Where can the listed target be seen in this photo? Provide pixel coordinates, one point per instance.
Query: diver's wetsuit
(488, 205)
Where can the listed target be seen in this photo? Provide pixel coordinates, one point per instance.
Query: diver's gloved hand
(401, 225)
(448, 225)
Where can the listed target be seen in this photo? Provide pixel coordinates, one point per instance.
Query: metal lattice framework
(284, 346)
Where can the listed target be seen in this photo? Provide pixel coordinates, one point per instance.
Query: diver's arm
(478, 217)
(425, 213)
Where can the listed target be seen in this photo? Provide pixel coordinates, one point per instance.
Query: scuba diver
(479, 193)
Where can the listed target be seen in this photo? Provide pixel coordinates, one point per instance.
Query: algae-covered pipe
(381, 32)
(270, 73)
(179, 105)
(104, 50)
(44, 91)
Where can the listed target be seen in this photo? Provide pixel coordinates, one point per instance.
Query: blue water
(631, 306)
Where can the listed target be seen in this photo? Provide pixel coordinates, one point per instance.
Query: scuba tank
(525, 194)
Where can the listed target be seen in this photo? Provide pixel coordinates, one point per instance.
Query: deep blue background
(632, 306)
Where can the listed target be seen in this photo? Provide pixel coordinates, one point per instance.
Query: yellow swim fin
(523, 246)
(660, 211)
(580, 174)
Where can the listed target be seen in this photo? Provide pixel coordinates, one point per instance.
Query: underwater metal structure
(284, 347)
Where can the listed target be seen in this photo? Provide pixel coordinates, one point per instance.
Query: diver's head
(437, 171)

◇ ◇ ◇ ◇

Where the records above contain a line with "Query: yellow swim fin", repeat that line and each later line through the end, exactly, and nothing more.

Query: yellow swim fin
(523, 246)
(660, 211)
(580, 174)
Where can the listed target be seen in this photo? Provide pixel coordinates, one point per instance.
Query: underwater metal structure
(284, 347)
Where can the listed target be seen in this photo? Provide pixel coordinates, one point per instance.
Query: diver's head
(437, 171)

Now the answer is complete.